:: Work to be completed ::
Rewrite the data below as a JSON list of strings with one string per line, skipping blank lines and leaving out the pictures.

:: Data for this exercise ::

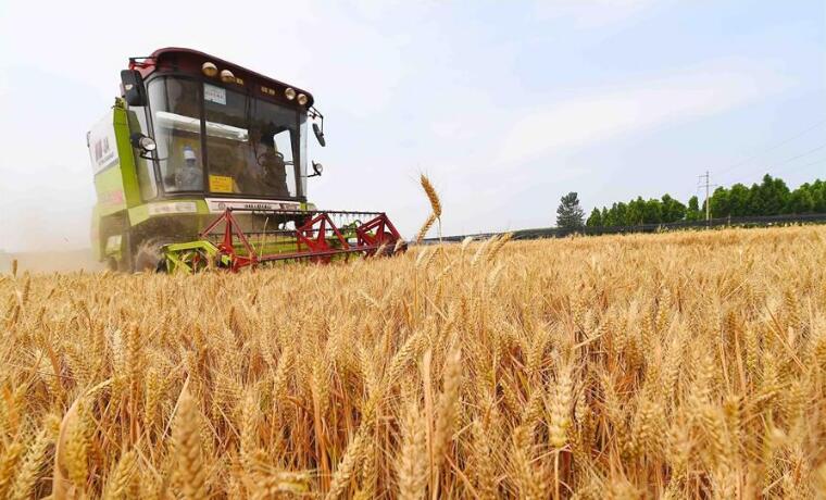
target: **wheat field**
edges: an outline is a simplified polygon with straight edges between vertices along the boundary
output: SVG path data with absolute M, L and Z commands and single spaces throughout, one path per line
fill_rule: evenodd
M 825 228 L 18 273 L 0 308 L 0 498 L 826 492 Z

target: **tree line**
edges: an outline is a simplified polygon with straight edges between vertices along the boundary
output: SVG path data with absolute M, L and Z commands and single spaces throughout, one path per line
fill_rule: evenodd
M 574 200 L 576 200 L 574 192 L 563 197 L 560 210 L 565 215 L 570 213 L 571 202 Z M 576 202 L 578 204 L 578 200 Z M 563 217 L 564 221 L 560 221 L 560 210 L 558 210 L 556 225 L 559 227 L 577 227 L 575 216 L 565 216 Z M 791 190 L 781 178 L 766 174 L 760 184 L 754 183 L 751 187 L 738 183 L 729 188 L 716 188 L 710 199 L 710 211 L 714 218 L 826 213 L 826 182 L 816 179 L 811 184 L 806 183 Z M 669 195 L 663 195 L 660 199 L 643 200 L 642 197 L 637 197 L 627 203 L 613 203 L 611 208 L 595 208 L 585 225 L 589 227 L 635 226 L 639 224 L 702 221 L 703 218 L 705 218 L 705 202 L 703 201 L 701 205 L 696 196 L 691 197 L 687 204 L 684 204 Z M 581 227 L 581 221 L 583 217 L 580 216 L 578 220 L 579 227 Z M 564 224 L 560 224 L 560 222 Z

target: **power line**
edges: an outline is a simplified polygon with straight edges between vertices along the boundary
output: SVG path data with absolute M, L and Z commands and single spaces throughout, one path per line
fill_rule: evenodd
M 709 203 L 709 188 L 712 186 L 716 186 L 716 184 L 710 184 L 709 180 L 711 180 L 711 174 L 709 171 L 705 171 L 705 174 L 700 175 L 699 178 L 702 179 L 705 177 L 705 184 L 698 186 L 698 187 L 705 187 L 705 221 L 711 221 L 711 203 Z
M 799 137 L 804 136 L 805 134 L 814 130 L 815 128 L 817 128 L 819 126 L 823 126 L 824 124 L 826 124 L 826 120 L 822 120 L 822 121 L 815 123 L 814 125 L 811 125 L 808 128 L 805 128 L 805 129 L 803 129 L 803 130 L 794 134 L 793 136 L 788 137 L 788 138 L 784 139 L 784 140 L 781 140 L 780 142 L 775 143 L 774 146 L 769 146 L 768 148 L 766 148 L 764 150 L 761 150 L 761 151 L 759 151 L 759 152 L 756 152 L 756 153 L 754 153 L 754 154 L 746 158 L 744 160 L 741 160 L 741 161 L 739 161 L 737 163 L 734 163 L 734 164 L 731 164 L 731 165 L 723 168 L 722 171 L 718 171 L 717 175 L 722 175 L 722 174 L 725 174 L 727 172 L 731 172 L 733 170 L 735 170 L 735 168 L 737 168 L 737 167 L 739 167 L 741 165 L 744 165 L 744 164 L 751 162 L 752 160 L 761 157 L 762 154 L 765 154 L 767 152 L 774 151 L 774 150 L 778 149 L 781 146 L 786 146 L 787 143 L 791 142 L 792 140 L 794 140 L 794 139 L 799 138 Z
M 823 145 L 821 145 L 821 146 L 817 146 L 817 147 L 815 147 L 815 148 L 812 148 L 812 149 L 810 149 L 809 151 L 802 152 L 802 153 L 800 153 L 800 154 L 796 154 L 796 155 L 793 155 L 793 157 L 791 157 L 791 158 L 787 158 L 786 160 L 783 160 L 783 161 L 780 161 L 780 162 L 772 162 L 772 164 L 771 164 L 771 165 L 769 165 L 767 168 L 771 168 L 771 170 L 772 170 L 772 171 L 773 171 L 775 174 L 777 174 L 778 172 L 784 172 L 784 171 L 787 171 L 788 168 L 778 168 L 778 167 L 779 167 L 779 166 L 783 166 L 783 165 L 788 165 L 789 163 L 791 163 L 791 162 L 793 162 L 793 161 L 796 161 L 796 160 L 799 160 L 799 159 L 801 159 L 801 158 L 803 158 L 803 157 L 808 157 L 808 155 L 810 155 L 810 154 L 812 154 L 812 153 L 815 153 L 815 152 L 817 152 L 817 151 L 821 151 L 821 150 L 822 150 L 822 149 L 824 149 L 824 148 L 826 148 L 826 143 L 823 143 Z M 812 163 L 805 163 L 805 164 L 803 164 L 803 165 L 797 165 L 797 167 L 799 167 L 799 168 L 802 168 L 802 167 L 805 167 L 805 166 L 811 166 L 811 165 L 814 165 L 814 164 L 816 164 L 816 163 L 819 163 L 821 161 L 823 161 L 823 160 L 818 160 L 818 161 L 815 161 L 815 162 L 812 162 Z M 740 183 L 740 182 L 742 182 L 742 180 L 746 180 L 746 179 L 747 179 L 747 178 L 749 178 L 749 177 L 752 177 L 752 175 L 760 175 L 760 174 L 750 174 L 750 175 L 748 175 L 748 176 L 741 176 L 741 177 L 738 177 L 736 180 L 733 180 L 733 182 L 730 182 L 730 183 L 728 183 L 728 184 L 736 184 L 736 183 Z

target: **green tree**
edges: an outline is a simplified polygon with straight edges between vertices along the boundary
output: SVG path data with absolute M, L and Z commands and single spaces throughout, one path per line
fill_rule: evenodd
M 686 217 L 686 205 L 672 198 L 669 195 L 663 195 L 660 200 L 662 205 L 662 222 L 677 222 Z
M 568 192 L 560 199 L 556 209 L 556 227 L 563 229 L 579 229 L 585 225 L 585 211 L 579 207 L 576 192 Z
M 602 226 L 602 214 L 600 213 L 599 209 L 595 208 L 591 210 L 591 215 L 588 217 L 588 221 L 585 222 L 585 225 L 588 227 Z
M 814 207 L 815 201 L 814 196 L 812 196 L 811 186 L 804 184 L 791 191 L 783 211 L 784 213 L 793 214 L 811 213 L 814 211 Z

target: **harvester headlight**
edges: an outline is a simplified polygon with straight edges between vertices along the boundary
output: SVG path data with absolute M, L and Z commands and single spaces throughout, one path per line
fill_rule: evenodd
M 147 137 L 139 132 L 133 134 L 132 137 L 129 137 L 129 140 L 133 148 L 137 148 L 143 152 L 154 151 L 158 149 L 158 145 L 155 143 L 154 139 Z
M 235 75 L 229 70 L 221 70 L 221 82 L 231 84 L 235 82 Z
M 218 74 L 218 67 L 215 64 L 206 61 L 201 66 L 201 72 L 203 72 L 204 75 L 206 75 L 210 78 L 212 78 L 213 76 L 215 76 L 215 75 Z
M 155 143 L 154 139 L 152 139 L 151 137 L 141 137 L 139 145 L 140 145 L 140 149 L 142 149 L 143 151 L 154 151 L 155 149 L 158 149 L 158 145 Z

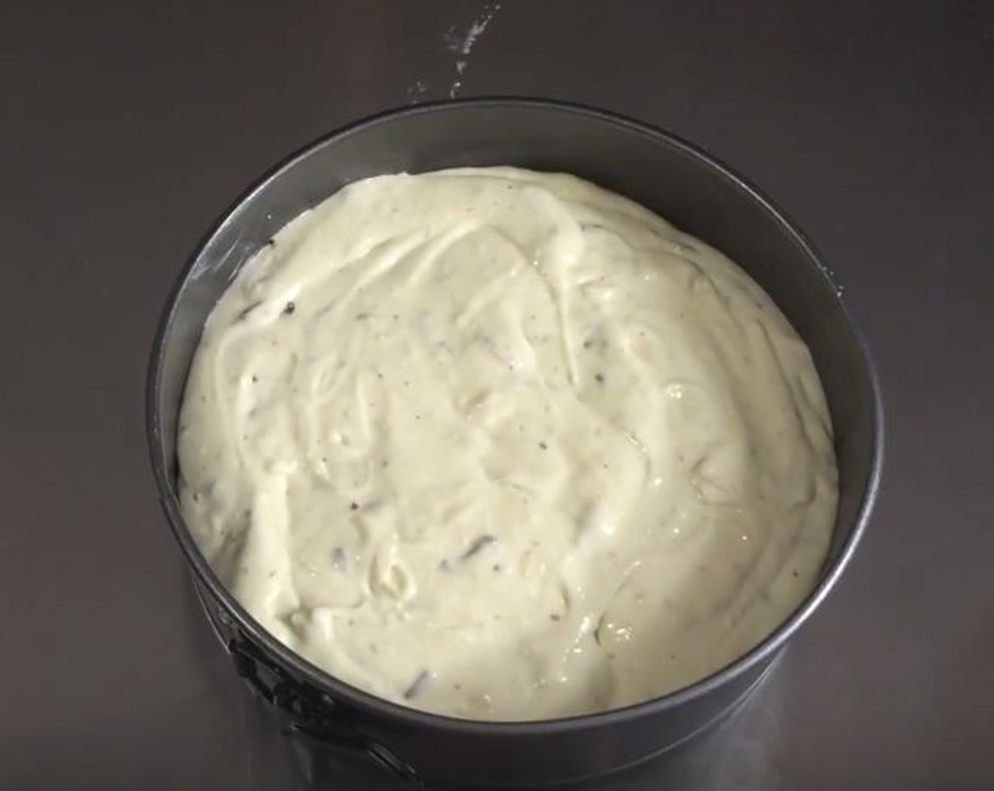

:: The answer ::
[
  "target: **wheat field**",
  "edges: an outline is a simplified polygon with straight edges between vertices along the boundary",
  "output: SVG path data with absolute M, L and Z commands and single spaces throughout, one path per line",
  "fill_rule: evenodd",
  "M 825 228 L 18 273 L 0 308 L 0 498 L 826 492 Z",
  "target: **tree line**",
  "edges: an outline is a simplified polygon with straight edges between vertices along the boundary",
  "output: SVG path data with absolute M, L and Z commands and single spaces throughout, one path per line",
  "fill_rule: evenodd",
  "M 574 200 L 576 200 L 574 192 L 563 197 L 560 210 L 565 215 L 570 213 L 571 202 Z M 576 202 L 578 204 L 578 200 Z M 563 217 L 564 221 L 560 221 L 560 210 L 558 210 L 556 225 L 559 227 L 577 227 L 575 216 L 565 216 Z M 791 190 L 781 178 L 766 174 L 760 184 L 754 183 L 751 187 L 738 183 L 729 188 L 716 188 L 710 199 L 710 211 L 714 218 L 826 213 L 826 182 L 816 179 L 811 184 L 806 183 Z M 669 195 L 663 195 L 660 199 L 643 200 L 642 197 L 637 197 L 627 203 L 613 203 L 611 208 L 595 208 L 585 225 L 589 227 L 635 226 L 639 224 L 702 221 L 703 218 L 705 218 L 705 202 L 703 201 L 701 205 L 696 196 L 691 197 L 687 204 L 684 204 Z M 581 227 L 581 221 L 583 217 L 580 216 L 578 220 L 579 227 Z M 564 224 L 560 224 L 560 222 Z",
  "target: **power line**",
  "edges: an outline is a simplified polygon with straight edges between vertices along the boundary",
  "output: SVG path data with absolute M, L and Z commands and single spaces throughout, one path per line",
  "fill_rule: evenodd",
  "M 709 203 L 709 188 L 712 186 L 716 186 L 716 184 L 710 184 L 709 180 L 711 180 L 711 174 L 709 171 L 705 171 L 705 174 L 700 175 L 699 178 L 702 179 L 705 177 L 705 184 L 698 186 L 698 187 L 705 187 L 705 221 L 711 221 L 711 203 Z",
  "M 799 137 L 804 136 L 805 134 L 814 130 L 815 128 L 817 128 L 819 126 L 823 126 L 824 124 L 826 124 L 826 120 L 822 120 L 822 121 L 815 123 L 814 125 L 811 125 L 808 128 L 805 128 L 805 129 L 803 129 L 803 130 L 794 134 L 793 136 L 788 137 L 788 138 L 784 139 L 784 140 L 781 140 L 780 142 L 775 143 L 774 146 L 769 146 L 768 148 L 766 148 L 764 150 L 761 150 L 761 151 L 759 151 L 759 152 L 756 152 L 756 153 L 754 153 L 754 154 L 746 158 L 744 160 L 741 160 L 741 161 L 739 161 L 737 163 L 734 163 L 734 164 L 731 164 L 731 165 L 723 168 L 722 171 L 718 171 L 717 175 L 722 175 L 722 174 L 725 174 L 727 172 L 731 172 L 733 170 L 735 170 L 735 168 L 737 168 L 737 167 L 739 167 L 741 165 L 744 165 L 744 164 L 751 162 L 752 160 L 761 157 L 762 154 L 765 154 L 767 152 L 774 151 L 774 150 L 778 149 L 781 146 L 786 146 L 787 143 L 791 142 L 792 140 L 794 140 L 794 139 L 799 138 Z",
  "M 823 145 L 821 145 L 821 146 L 817 146 L 817 147 L 815 147 L 815 148 L 812 148 L 812 149 L 810 149 L 809 151 L 802 152 L 802 153 L 800 153 L 800 154 L 796 154 L 796 155 L 793 155 L 793 157 L 791 157 L 791 158 L 787 158 L 786 160 L 783 160 L 783 161 L 780 161 L 780 162 L 772 162 L 772 164 L 771 164 L 771 165 L 769 165 L 767 168 L 771 168 L 771 170 L 772 170 L 772 171 L 773 171 L 775 174 L 777 174 L 778 172 L 784 172 L 784 171 L 787 171 L 788 168 L 778 168 L 778 167 L 779 167 L 779 166 L 783 166 L 783 165 L 788 165 L 789 163 L 791 163 L 791 162 L 793 162 L 793 161 L 796 161 L 796 160 L 799 160 L 799 159 L 801 159 L 801 158 L 803 158 L 803 157 L 808 157 L 808 155 L 810 155 L 810 154 L 812 154 L 812 153 L 815 153 L 815 152 L 817 152 L 817 151 L 821 151 L 821 150 L 822 150 L 822 149 L 824 149 L 824 148 L 826 148 L 826 143 L 823 143 Z M 812 163 L 805 163 L 805 164 L 803 164 L 803 165 L 797 165 L 797 167 L 799 167 L 799 168 L 802 168 L 802 167 L 805 167 L 805 166 L 811 166 L 811 165 L 814 165 L 814 164 L 816 164 L 816 163 L 819 163 L 821 161 L 823 161 L 823 160 L 818 160 L 818 161 L 815 161 L 815 162 L 812 162 Z M 740 183 L 740 182 L 742 182 L 742 180 L 746 180 L 746 179 L 747 179 L 747 178 L 749 178 L 749 177 L 752 177 L 752 175 L 760 175 L 760 174 L 750 174 L 750 175 L 748 175 L 748 176 L 741 176 L 741 177 L 738 177 L 736 180 L 733 180 L 733 182 L 730 182 L 730 183 L 728 183 L 728 184 L 736 184 L 736 183 Z",
  "target: **green tree**",
  "edges: an outline is a simplified polygon with straight edges between vertices along the boundary",
  "output: SVG path data with absolute M, L and Z commands and single spaces throughout, one path per line",
  "fill_rule: evenodd",
  "M 686 217 L 686 205 L 672 198 L 669 195 L 663 195 L 660 200 L 662 205 L 662 222 L 677 222 Z",
  "M 568 192 L 560 199 L 556 209 L 556 227 L 563 229 L 579 229 L 585 225 L 585 211 L 579 207 L 576 192 Z",
  "M 602 226 L 602 214 L 600 213 L 599 209 L 595 208 L 591 210 L 591 215 L 588 217 L 588 221 L 585 222 L 585 225 L 588 227 Z",
  "M 814 207 L 815 201 L 814 196 L 812 196 L 811 186 L 804 184 L 791 191 L 783 211 L 784 213 L 793 214 L 811 213 L 814 211 Z",
  "target: **harvester headlight**",
  "edges: an outline is a simplified polygon with straight edges between vertices along the boundary",
  "output: SVG path data with absolute M, L and Z commands and single spaces throughout, one path per line",
  "fill_rule: evenodd",
  "M 147 137 L 139 132 L 133 134 L 132 137 L 129 137 L 129 140 L 133 148 L 137 148 L 143 152 L 154 151 L 158 149 L 158 145 L 155 143 L 154 139 Z",
  "M 235 75 L 229 70 L 221 70 L 221 82 L 231 84 L 235 82 Z",
  "M 218 74 L 218 67 L 215 64 L 206 61 L 201 66 L 201 72 L 203 72 L 204 75 L 206 75 L 210 78 L 212 78 L 213 76 L 215 76 L 215 75 Z",
  "M 155 143 L 154 139 L 152 139 L 151 137 L 141 137 L 139 145 L 140 145 L 140 149 L 142 149 L 143 151 L 154 151 L 155 149 L 158 149 L 158 145 Z"
]